**The problem:**
Repeat word for word the part of the rows below that opens with the line containing "The automated pipeline tagged red" and closes with the line containing "[49,229,120,294]", including both of those lines.

**Excerpted records:**
· · · ·

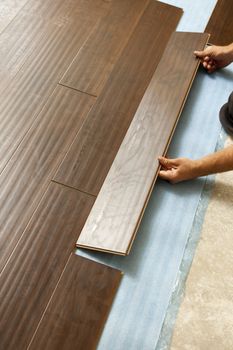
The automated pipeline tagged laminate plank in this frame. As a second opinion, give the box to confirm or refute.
[0,86,95,271]
[0,6,96,172]
[0,0,28,33]
[54,1,182,195]
[29,254,122,350]
[0,183,94,350]
[205,0,233,45]
[60,0,148,96]
[77,32,209,255]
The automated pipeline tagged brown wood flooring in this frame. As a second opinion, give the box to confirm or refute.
[205,0,233,45]
[77,32,209,255]
[0,0,182,350]
[54,1,181,195]
[29,254,121,350]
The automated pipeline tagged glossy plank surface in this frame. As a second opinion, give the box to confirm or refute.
[61,0,148,96]
[0,2,105,171]
[0,184,93,350]
[29,254,122,350]
[77,32,208,255]
[205,0,233,45]
[54,1,182,195]
[0,86,95,271]
[0,0,28,33]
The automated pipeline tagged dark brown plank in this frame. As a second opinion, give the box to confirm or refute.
[205,0,233,45]
[54,1,182,195]
[0,0,108,172]
[0,86,95,271]
[61,0,148,96]
[29,254,122,350]
[77,32,209,255]
[0,0,109,90]
[0,184,93,350]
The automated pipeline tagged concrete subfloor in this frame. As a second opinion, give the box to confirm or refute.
[170,138,233,350]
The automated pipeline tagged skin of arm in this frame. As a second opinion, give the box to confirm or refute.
[159,146,233,183]
[194,43,233,73]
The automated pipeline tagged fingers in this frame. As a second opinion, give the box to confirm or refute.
[158,157,177,169]
[159,170,173,182]
[194,50,207,58]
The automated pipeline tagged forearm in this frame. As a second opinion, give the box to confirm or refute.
[194,146,233,177]
[225,43,233,62]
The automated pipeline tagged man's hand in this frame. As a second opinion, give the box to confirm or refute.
[194,44,233,73]
[159,157,198,183]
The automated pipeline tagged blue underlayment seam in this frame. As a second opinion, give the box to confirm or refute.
[156,130,227,350]
[77,0,233,350]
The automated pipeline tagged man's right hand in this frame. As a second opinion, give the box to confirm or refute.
[194,44,233,73]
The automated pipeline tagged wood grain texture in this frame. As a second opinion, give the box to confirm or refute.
[54,1,182,195]
[0,0,109,90]
[29,254,122,350]
[205,0,233,45]
[61,0,148,96]
[0,183,93,350]
[77,32,209,255]
[0,0,28,33]
[0,86,95,271]
[0,1,107,172]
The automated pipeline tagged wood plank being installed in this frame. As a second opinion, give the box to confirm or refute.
[0,85,95,271]
[28,254,122,350]
[205,0,233,45]
[0,183,95,350]
[77,32,209,255]
[0,0,104,172]
[60,0,148,96]
[54,1,182,195]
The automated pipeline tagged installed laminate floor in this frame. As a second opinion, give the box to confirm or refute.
[54,1,182,195]
[0,0,182,350]
[77,32,209,255]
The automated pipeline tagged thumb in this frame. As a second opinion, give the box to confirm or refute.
[194,50,208,58]
[158,157,176,168]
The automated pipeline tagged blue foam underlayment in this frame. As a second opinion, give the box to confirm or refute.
[156,130,227,350]
[77,0,233,350]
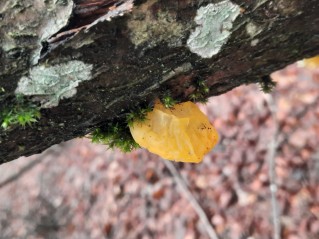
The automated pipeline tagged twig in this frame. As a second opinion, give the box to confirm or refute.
[163,159,218,239]
[265,95,281,239]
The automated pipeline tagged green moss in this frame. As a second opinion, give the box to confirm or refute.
[89,102,152,152]
[258,76,277,93]
[126,107,152,126]
[90,123,140,152]
[0,96,41,130]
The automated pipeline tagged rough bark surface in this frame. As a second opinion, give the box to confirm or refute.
[0,0,319,163]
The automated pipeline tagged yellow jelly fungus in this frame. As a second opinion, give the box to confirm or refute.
[130,100,218,163]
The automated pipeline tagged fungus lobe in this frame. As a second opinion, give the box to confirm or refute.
[130,100,218,163]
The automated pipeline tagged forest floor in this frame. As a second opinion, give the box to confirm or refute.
[0,64,319,239]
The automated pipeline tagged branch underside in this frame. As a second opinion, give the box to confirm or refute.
[0,0,319,163]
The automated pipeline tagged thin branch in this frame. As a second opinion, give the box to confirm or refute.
[265,95,281,239]
[163,159,218,239]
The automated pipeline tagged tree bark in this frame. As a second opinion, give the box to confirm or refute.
[0,0,319,163]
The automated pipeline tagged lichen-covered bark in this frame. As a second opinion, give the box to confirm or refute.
[0,0,319,163]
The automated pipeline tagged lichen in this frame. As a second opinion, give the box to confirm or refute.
[187,0,240,58]
[127,1,185,48]
[0,0,73,64]
[15,61,93,108]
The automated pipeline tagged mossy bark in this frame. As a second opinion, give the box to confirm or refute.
[0,0,319,163]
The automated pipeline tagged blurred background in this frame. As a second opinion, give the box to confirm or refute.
[0,63,319,239]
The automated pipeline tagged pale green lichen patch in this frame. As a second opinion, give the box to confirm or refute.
[0,0,73,65]
[127,1,185,48]
[15,61,93,108]
[187,0,240,58]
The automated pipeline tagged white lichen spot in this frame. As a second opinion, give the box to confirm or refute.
[15,61,93,108]
[127,0,186,48]
[187,0,240,58]
[246,22,262,38]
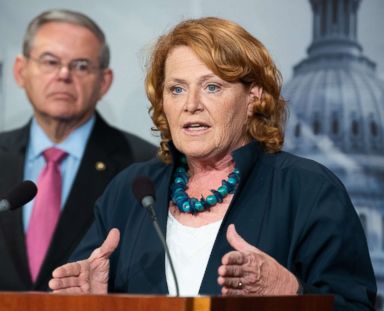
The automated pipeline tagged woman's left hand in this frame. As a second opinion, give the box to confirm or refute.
[217,224,299,296]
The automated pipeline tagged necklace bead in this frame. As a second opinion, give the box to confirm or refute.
[171,157,240,214]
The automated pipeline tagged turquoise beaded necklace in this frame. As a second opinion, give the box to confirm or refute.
[171,157,240,214]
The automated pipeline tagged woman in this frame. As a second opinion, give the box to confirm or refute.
[50,18,376,310]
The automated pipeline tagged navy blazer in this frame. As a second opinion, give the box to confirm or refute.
[0,114,156,291]
[72,142,376,310]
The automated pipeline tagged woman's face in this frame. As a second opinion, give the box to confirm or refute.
[163,46,261,161]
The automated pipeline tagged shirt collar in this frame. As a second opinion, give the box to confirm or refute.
[28,116,96,160]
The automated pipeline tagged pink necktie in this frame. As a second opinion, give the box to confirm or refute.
[27,147,68,282]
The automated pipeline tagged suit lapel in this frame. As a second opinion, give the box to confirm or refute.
[35,115,132,289]
[0,123,32,289]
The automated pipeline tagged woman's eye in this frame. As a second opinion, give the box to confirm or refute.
[207,84,219,93]
[171,86,183,94]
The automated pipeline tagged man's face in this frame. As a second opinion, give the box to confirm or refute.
[14,22,112,125]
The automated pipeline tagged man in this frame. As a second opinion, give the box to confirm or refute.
[0,10,156,291]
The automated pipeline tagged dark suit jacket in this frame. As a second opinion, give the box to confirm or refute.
[0,114,156,291]
[70,143,376,311]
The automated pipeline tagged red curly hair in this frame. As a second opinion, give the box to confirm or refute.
[145,17,287,163]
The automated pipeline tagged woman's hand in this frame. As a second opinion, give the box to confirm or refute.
[218,224,299,296]
[49,229,120,294]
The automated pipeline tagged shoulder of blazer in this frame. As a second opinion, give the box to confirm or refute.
[89,113,157,162]
[0,121,31,153]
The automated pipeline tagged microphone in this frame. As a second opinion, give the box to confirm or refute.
[132,176,180,297]
[0,180,37,212]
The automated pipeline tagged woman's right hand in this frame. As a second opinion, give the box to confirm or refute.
[49,228,120,294]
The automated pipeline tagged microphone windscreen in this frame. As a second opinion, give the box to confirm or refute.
[132,176,155,202]
[4,180,37,209]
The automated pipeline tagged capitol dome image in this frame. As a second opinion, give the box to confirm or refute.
[283,0,384,308]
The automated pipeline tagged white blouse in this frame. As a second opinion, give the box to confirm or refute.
[165,212,222,296]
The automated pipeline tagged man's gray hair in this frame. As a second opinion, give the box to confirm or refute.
[23,9,110,69]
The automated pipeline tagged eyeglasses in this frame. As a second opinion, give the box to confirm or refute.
[27,55,100,77]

· · · ·

**Output of the task:**
The automated pipeline tagged red curly hair in this frame. As a second opinion, give the box to confirm or refute.
[145,17,287,163]
The automated pipeline tagged woman's hand in this frame. As a second opinion, give the box to confirm or refute.
[218,224,299,296]
[49,229,120,294]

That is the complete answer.